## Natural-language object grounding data
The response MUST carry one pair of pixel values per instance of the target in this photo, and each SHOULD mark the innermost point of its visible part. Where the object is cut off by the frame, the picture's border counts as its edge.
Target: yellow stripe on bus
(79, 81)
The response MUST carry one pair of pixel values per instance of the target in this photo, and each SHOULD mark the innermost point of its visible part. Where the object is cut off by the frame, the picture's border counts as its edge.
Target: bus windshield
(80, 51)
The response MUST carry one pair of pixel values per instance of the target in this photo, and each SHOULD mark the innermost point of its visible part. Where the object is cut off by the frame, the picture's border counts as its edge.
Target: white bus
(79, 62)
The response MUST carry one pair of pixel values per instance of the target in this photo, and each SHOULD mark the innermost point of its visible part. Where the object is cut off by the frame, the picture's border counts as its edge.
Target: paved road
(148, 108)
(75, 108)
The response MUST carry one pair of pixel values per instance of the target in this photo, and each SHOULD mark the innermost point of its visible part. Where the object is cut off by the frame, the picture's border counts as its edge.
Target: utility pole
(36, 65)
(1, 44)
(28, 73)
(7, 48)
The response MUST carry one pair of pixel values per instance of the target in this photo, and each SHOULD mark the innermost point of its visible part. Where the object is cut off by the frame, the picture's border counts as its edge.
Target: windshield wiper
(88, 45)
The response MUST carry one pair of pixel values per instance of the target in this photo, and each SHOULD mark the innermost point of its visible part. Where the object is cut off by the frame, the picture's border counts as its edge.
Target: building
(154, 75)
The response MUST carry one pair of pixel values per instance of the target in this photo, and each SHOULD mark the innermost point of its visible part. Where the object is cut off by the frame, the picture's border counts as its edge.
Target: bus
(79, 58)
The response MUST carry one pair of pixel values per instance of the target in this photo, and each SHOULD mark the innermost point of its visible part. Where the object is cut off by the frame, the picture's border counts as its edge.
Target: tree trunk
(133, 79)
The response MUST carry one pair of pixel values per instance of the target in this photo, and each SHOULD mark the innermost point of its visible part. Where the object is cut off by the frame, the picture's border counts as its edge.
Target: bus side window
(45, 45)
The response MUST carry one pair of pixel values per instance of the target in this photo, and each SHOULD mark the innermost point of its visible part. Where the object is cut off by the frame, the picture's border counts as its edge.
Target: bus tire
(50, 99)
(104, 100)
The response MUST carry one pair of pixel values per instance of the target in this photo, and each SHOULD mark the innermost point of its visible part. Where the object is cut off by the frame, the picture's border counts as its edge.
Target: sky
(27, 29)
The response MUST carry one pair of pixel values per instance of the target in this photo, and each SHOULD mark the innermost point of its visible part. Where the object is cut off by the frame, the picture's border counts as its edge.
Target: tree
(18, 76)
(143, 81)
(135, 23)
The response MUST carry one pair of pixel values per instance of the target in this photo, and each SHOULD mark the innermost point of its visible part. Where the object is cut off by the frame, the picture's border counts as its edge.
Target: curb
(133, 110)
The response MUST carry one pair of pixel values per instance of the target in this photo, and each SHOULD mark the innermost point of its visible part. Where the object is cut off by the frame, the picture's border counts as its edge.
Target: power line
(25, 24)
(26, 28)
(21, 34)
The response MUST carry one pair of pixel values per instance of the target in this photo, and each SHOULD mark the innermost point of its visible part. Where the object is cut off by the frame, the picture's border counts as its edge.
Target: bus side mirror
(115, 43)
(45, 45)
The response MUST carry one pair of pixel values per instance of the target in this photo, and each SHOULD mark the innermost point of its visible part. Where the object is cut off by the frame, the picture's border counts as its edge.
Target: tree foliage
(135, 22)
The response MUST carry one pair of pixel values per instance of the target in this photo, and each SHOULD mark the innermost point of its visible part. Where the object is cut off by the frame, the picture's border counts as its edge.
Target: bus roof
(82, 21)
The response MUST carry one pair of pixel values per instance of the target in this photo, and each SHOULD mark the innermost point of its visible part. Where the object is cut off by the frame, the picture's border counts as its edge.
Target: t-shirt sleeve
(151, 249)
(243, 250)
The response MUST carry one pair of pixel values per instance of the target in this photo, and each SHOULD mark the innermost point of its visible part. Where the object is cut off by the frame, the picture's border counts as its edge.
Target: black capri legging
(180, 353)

## INSTRUCTIONS TO FOLLOW
The data above should be reproduced in full and exactly.

## ANSWER TO THIS PROBLEM
The response MUST carry one pair of pixel values per instance of the target in this photo, and each SHOULD mark the innermost point of its visible part. Where the object is cut off by the frame, the picture's border counts as its edge.
Target: yellow stripe on bus
(79, 81)
The response MUST carry one pair of pixel values per instance of the target in this photo, and each SHOULD mark the innermost point of its visible part. Where the object is cut off by the frame, the picture's border counts as its edge.
Target: bus windshield
(80, 51)
The response MUST carry one pair of pixel values per instance of the target in this photo, and each SHOULD mark the innermost point of its visible part. Where the object is cut off by the frame, the picture's border counts as its edge.
Target: white bus
(79, 62)
The response MUST carry one pair of pixel values per instance of the target in this photo, and each SHOULD mark the innermost point of its visible part. Where the object is cut off by the frame, the picture's border counts as its edge.
Target: paved road
(148, 108)
(75, 108)
The response MUST carry one pair of pixel values per instance of the target in this photo, and each SHOULD mark the innermost point of its visible part. Where the object is cut off by the frame, the picture's border counts as its edge.
Target: utility pole
(36, 65)
(1, 44)
(28, 73)
(7, 48)
The response MUST carry one pair of pixel values per instance of the target in this photo, and each SHOULD mark the innermost point of its visible part. Where the object is cut off by the frame, the picture's border counts as its edge.
Target: windshield wiper
(88, 45)
The response MUST carry one pair of pixel values per instance of the target in this photo, and each SHOULD mark the innermost point of its visible part. Where the object is cut off by the frame, the picture's border counts as its edge.
Target: building
(154, 75)
The response MUST carry one pair of pixel values per instance of the target in this photo, and each SHOULD mark the innermost point of its visible part. Where the object is cut off by the frame, the picture's border counts as its edge.
Target: bus
(79, 58)
The response MUST carry one pair of pixel values per instance of the target in this photo, and each SHOULD mark the innermost point of its visible part. Where the object is cut off by the frame, the picture's border counts as its edge.
Target: tree trunk
(133, 79)
The response MUST carry one pair of pixel values per instance of the target in this photo, and each SHOULD mark the innermost point of its visible part. Where the object is cut off by the frame, the picture's border counts as its edge.
Target: bus side window
(45, 45)
The response MUST carry one pair of pixel values per instance of the target in this photo, and each SHOULD mark the innermost point of its visible part. Where the object is cut off by the frame, the picture's border counts as its edge.
Target: bus tire
(50, 99)
(104, 100)
The response MUST carry one pair of pixel values per instance of the target in this photo, and each SHOULD mark the innermost point of its visible part. Where the object is cut off by the frame, the picture's border counts as its edge.
Target: sky
(27, 29)
The response MUST carry one pair of pixel values per instance of the target in this photo, and each SHOULD mark the innermost point of its visible part. Where the object is cut off by the frame, the picture's border counts as its edge.
Target: tree
(18, 76)
(143, 81)
(135, 23)
The response MUST carry one pair of pixel values per instance of the target in this photo, and each SHOULD mark the innermost point of its visible part. Where the object is cut off by the frame, the picture's border counts as its edge.
Target: curb
(133, 110)
The response MUST carry one pair of pixel values per instance of the target in this photo, and each SHOULD mark the innermost point of its visible part. Where the object is cut off by the frame, the picture's border counts as its edge.
Target: power line
(25, 24)
(26, 28)
(21, 34)
The response MUST carry one pair of pixel values per instance of the target in this photo, and each SHOULD mark the innermost point of its visible part. Where the object is cut off by the frame, the picture's border counts as its edge.
Target: bus side mirror
(115, 43)
(45, 45)
The response MUST carry one pair of pixel values per instance of the target in this photo, and each SHOULD mark the innermost point of its visible part. Where the object is cut off by the frame, the picture's border counts as its edge.
Target: tree foliage
(135, 22)
The response MUST carry one pair of pixel values per instance of the target in this photo, and each SHOULD mark the innermost point of its visible part. Where the object is cut off by the frame, the picture's border counts as its edge.
Target: bus roof
(82, 21)
The response MUST carry one pair of pixel values per instance of the target in this photo, and each SHOULD mark the innermost point of its visible part. Where the object is cut off by the frame, the picture's border counts as its edge.
Target: t-shirt sleeve
(151, 249)
(243, 250)
The response MUST carry one pair of pixel values per instance of the target in this photo, and each SHOULD mark the innermost point of its visible part. Where the object is cut off by the frame, the picture's border counts as its edge.
Target: black capri legging
(180, 353)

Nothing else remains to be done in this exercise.